WORK TO COMPLETE: Each line of the data below holding the word "wedge" must be copied.

[STORED DATA]

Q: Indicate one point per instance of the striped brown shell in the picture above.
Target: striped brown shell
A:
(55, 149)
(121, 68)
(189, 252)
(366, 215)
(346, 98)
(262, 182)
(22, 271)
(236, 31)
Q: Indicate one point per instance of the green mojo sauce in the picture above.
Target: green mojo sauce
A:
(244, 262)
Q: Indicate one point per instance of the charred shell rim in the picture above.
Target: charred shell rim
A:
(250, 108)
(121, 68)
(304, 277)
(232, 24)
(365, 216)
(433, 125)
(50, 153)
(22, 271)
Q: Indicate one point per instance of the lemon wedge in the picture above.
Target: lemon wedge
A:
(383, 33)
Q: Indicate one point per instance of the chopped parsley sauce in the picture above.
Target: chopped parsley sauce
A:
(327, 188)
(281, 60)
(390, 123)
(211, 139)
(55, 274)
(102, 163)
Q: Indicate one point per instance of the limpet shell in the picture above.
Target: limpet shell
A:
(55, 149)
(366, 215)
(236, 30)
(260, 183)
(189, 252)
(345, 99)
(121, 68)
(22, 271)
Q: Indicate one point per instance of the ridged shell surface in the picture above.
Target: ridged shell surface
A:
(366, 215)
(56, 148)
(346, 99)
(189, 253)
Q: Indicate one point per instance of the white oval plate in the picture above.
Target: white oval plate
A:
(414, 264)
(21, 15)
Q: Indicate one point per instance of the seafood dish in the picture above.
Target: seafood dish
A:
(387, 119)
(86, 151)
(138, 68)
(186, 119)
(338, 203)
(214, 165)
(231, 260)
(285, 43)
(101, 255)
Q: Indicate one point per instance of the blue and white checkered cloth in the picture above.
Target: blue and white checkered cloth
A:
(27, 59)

[/STORED DATA]

WRITTEN ANSWER:
Q: Indicate one point per instance of the lemon wedge in the picture above.
Target: lemon wedge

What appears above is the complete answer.